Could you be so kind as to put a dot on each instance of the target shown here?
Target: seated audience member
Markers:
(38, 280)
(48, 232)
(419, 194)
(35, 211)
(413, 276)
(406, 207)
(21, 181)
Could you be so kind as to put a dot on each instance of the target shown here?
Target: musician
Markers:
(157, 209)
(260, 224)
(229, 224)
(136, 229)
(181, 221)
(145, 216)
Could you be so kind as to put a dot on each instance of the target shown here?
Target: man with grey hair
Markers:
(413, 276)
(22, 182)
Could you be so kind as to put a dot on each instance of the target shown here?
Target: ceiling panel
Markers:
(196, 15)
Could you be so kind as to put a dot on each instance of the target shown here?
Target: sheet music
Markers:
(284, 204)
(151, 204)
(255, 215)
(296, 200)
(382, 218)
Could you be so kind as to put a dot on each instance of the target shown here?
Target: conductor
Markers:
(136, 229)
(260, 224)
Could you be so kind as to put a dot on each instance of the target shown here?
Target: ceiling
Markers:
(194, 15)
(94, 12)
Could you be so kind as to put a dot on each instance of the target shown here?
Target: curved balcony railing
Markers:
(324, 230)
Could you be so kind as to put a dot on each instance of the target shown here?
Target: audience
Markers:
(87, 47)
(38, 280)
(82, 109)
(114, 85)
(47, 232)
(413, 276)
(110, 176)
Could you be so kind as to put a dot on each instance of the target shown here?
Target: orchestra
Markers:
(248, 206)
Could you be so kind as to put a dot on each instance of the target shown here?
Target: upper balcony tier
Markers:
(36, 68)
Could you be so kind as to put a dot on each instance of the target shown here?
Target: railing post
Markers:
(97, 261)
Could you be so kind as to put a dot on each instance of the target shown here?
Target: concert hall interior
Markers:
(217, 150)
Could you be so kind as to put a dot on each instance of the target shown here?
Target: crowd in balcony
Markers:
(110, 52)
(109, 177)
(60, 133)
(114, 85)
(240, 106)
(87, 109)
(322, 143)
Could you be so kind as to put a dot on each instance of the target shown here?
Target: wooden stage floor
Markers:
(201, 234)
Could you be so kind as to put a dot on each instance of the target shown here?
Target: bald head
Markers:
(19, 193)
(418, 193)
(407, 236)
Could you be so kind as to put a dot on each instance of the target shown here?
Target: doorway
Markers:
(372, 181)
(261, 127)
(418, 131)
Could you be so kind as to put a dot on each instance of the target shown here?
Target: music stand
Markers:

========================================

• _Your assignment_:
Print every line from the one that contains "Target: sheet music" to the end of the records, exactly as written, and nothing more.

• _Task output_:
Target: sheet music
Markers:
(284, 204)
(151, 204)
(255, 215)
(296, 200)
(382, 218)
Could you be so kind as to put a dot on each instance of the target shown here?
Target: conductor
Markers:
(136, 229)
(260, 224)
Could you be so kind as to put a dot on each instance of the target shown here?
Target: ceiling
Markers:
(194, 15)
(94, 12)
Could you be so kind as to put a dot on each instance of the target shown here?
Target: curved balcony railing
Markers:
(324, 230)
Could you be so kind as to put a dot on each instance of the target shown here?
Target: audience
Markers:
(87, 47)
(38, 280)
(82, 109)
(114, 85)
(47, 232)
(413, 276)
(110, 176)
Could you be so kind as to put a dot on each instance of the target shown here?
Target: orchestra
Markers:
(248, 206)
Could you be so kind as to put a dot on each instance of the target shown here?
Target: upper balcony tier
Markers:
(36, 68)
Could you be so kind as to put a dot on each instance of the target shown here?
Target: railing post
Markers:
(97, 261)
Could you be so kind as to put a dot on each instance of the target shown here?
Target: concert hall interior
Markers:
(217, 150)
Could you be so kind as to put a dot on each instance of the target shown here?
Target: crowd in balcony
Markers:
(110, 52)
(109, 177)
(60, 133)
(114, 85)
(240, 106)
(87, 109)
(322, 143)
Could you be so kind as to put a dot on each instance of the target shown here?
Target: wooden stage floor
Markers:
(201, 234)
Could you be so kind as to put a dot on each instance of the target shown here?
Target: bald head
Markers:
(19, 193)
(418, 193)
(407, 236)
Could you be so kind as to put a dot on each instance of the target shown here?
Target: doorway
Markers:
(372, 181)
(261, 127)
(418, 131)
Could you be so kind as to put a dot on each instance of the target shown here?
Target: music stand
Markers:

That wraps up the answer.